Detection annotation records:
──────────
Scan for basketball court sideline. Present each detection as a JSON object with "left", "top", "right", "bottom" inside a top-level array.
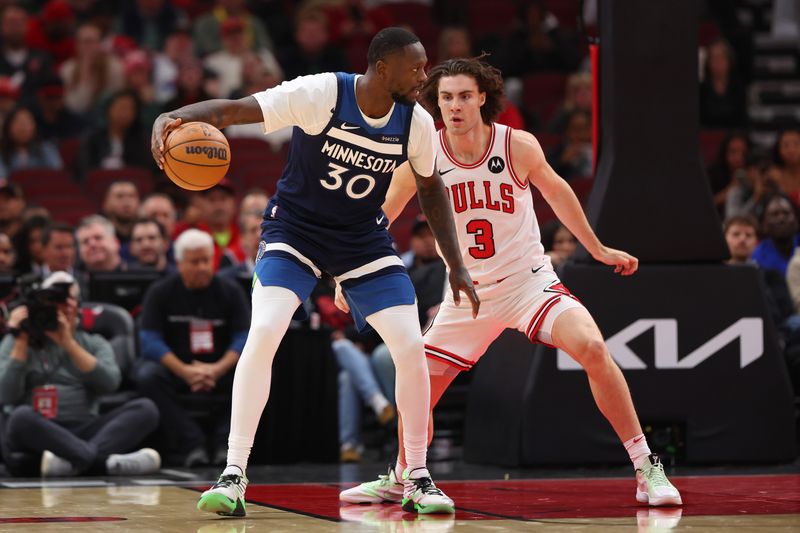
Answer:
[{"left": 0, "top": 463, "right": 800, "bottom": 533}]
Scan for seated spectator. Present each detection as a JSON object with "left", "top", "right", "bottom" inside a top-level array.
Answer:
[
  {"left": 547, "top": 111, "right": 592, "bottom": 181},
  {"left": 75, "top": 215, "right": 127, "bottom": 280},
  {"left": 239, "top": 189, "right": 269, "bottom": 216},
  {"left": 192, "top": 0, "right": 273, "bottom": 57},
  {"left": 14, "top": 215, "right": 50, "bottom": 274},
  {"left": 27, "top": 0, "right": 76, "bottom": 68},
  {"left": 130, "top": 218, "right": 173, "bottom": 272},
  {"left": 723, "top": 215, "right": 800, "bottom": 393},
  {"left": 0, "top": 233, "right": 16, "bottom": 274},
  {"left": 34, "top": 76, "right": 86, "bottom": 144},
  {"left": 102, "top": 180, "right": 139, "bottom": 261},
  {"left": 0, "top": 4, "right": 53, "bottom": 104},
  {"left": 135, "top": 229, "right": 250, "bottom": 466},
  {"left": 60, "top": 24, "right": 123, "bottom": 116},
  {"left": 164, "top": 57, "right": 219, "bottom": 110},
  {"left": 542, "top": 220, "right": 578, "bottom": 268},
  {"left": 0, "top": 272, "right": 161, "bottom": 477},
  {"left": 153, "top": 23, "right": 194, "bottom": 104},
  {"left": 323, "top": 0, "right": 394, "bottom": 72},
  {"left": 547, "top": 72, "right": 592, "bottom": 134},
  {"left": 175, "top": 178, "right": 244, "bottom": 268},
  {"left": 278, "top": 9, "right": 350, "bottom": 80},
  {"left": 219, "top": 212, "right": 264, "bottom": 277},
  {"left": 0, "top": 107, "right": 61, "bottom": 178},
  {"left": 495, "top": 0, "right": 579, "bottom": 77},
  {"left": 700, "top": 40, "right": 747, "bottom": 128},
  {"left": 708, "top": 133, "right": 750, "bottom": 215},
  {"left": 753, "top": 194, "right": 800, "bottom": 277},
  {"left": 773, "top": 128, "right": 800, "bottom": 207},
  {"left": 139, "top": 193, "right": 177, "bottom": 238},
  {"left": 0, "top": 183, "right": 25, "bottom": 238},
  {"left": 42, "top": 222, "right": 75, "bottom": 276},
  {"left": 725, "top": 154, "right": 781, "bottom": 219},
  {"left": 203, "top": 17, "right": 283, "bottom": 98},
  {"left": 78, "top": 90, "right": 154, "bottom": 176},
  {"left": 0, "top": 77, "right": 20, "bottom": 132},
  {"left": 122, "top": 50, "right": 161, "bottom": 129}
]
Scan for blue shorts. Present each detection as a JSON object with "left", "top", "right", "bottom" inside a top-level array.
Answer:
[{"left": 254, "top": 213, "right": 416, "bottom": 331}]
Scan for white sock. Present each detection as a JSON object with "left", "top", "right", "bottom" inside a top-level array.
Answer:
[
  {"left": 394, "top": 458, "right": 408, "bottom": 483},
  {"left": 222, "top": 465, "right": 244, "bottom": 476},
  {"left": 623, "top": 434, "right": 652, "bottom": 469},
  {"left": 367, "top": 304, "right": 431, "bottom": 468},
  {"left": 367, "top": 392, "right": 389, "bottom": 416},
  {"left": 228, "top": 282, "right": 300, "bottom": 471}
]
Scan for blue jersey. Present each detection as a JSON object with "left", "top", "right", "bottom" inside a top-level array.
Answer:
[
  {"left": 255, "top": 73, "right": 415, "bottom": 329},
  {"left": 273, "top": 72, "right": 414, "bottom": 230}
]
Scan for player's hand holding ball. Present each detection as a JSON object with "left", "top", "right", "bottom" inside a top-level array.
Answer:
[{"left": 150, "top": 115, "right": 231, "bottom": 191}]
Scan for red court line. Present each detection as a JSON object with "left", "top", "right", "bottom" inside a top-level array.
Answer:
[
  {"left": 0, "top": 516, "right": 127, "bottom": 524},
  {"left": 238, "top": 475, "right": 800, "bottom": 521}
]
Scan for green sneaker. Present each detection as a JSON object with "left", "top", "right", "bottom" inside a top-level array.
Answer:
[
  {"left": 403, "top": 468, "right": 456, "bottom": 514},
  {"left": 636, "top": 454, "right": 683, "bottom": 506},
  {"left": 339, "top": 465, "right": 403, "bottom": 503},
  {"left": 197, "top": 466, "right": 248, "bottom": 516}
]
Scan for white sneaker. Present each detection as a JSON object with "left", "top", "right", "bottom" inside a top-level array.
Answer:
[
  {"left": 106, "top": 448, "right": 161, "bottom": 476},
  {"left": 339, "top": 465, "right": 403, "bottom": 503},
  {"left": 636, "top": 454, "right": 683, "bottom": 506},
  {"left": 39, "top": 450, "right": 78, "bottom": 477},
  {"left": 403, "top": 468, "right": 456, "bottom": 514},
  {"left": 197, "top": 466, "right": 248, "bottom": 516}
]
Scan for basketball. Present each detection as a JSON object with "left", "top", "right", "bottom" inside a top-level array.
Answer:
[{"left": 164, "top": 122, "right": 231, "bottom": 191}]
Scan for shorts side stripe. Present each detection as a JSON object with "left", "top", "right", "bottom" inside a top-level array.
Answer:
[
  {"left": 525, "top": 296, "right": 561, "bottom": 340},
  {"left": 425, "top": 350, "right": 472, "bottom": 370},
  {"left": 264, "top": 242, "right": 322, "bottom": 278}
]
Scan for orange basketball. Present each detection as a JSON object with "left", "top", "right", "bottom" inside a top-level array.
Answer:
[{"left": 164, "top": 122, "right": 231, "bottom": 191}]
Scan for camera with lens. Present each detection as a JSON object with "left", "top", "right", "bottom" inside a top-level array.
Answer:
[{"left": 13, "top": 275, "right": 72, "bottom": 346}]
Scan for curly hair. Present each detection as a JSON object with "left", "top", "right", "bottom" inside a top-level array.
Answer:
[{"left": 419, "top": 53, "right": 505, "bottom": 124}]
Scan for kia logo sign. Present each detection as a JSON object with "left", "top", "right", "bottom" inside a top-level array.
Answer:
[{"left": 557, "top": 317, "right": 764, "bottom": 370}]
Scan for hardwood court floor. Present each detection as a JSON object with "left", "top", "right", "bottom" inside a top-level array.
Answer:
[{"left": 0, "top": 465, "right": 800, "bottom": 533}]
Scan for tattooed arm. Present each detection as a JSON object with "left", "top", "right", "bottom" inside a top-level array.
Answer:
[
  {"left": 411, "top": 166, "right": 481, "bottom": 318},
  {"left": 150, "top": 96, "right": 264, "bottom": 169}
]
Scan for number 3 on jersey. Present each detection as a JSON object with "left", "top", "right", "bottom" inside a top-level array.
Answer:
[
  {"left": 319, "top": 163, "right": 375, "bottom": 200},
  {"left": 467, "top": 218, "right": 494, "bottom": 259}
]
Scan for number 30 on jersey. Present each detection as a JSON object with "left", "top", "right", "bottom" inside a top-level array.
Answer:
──────────
What is being asked:
How many lines of the rows above contain the string "jersey"? Case counts; give only the number.

Output:
3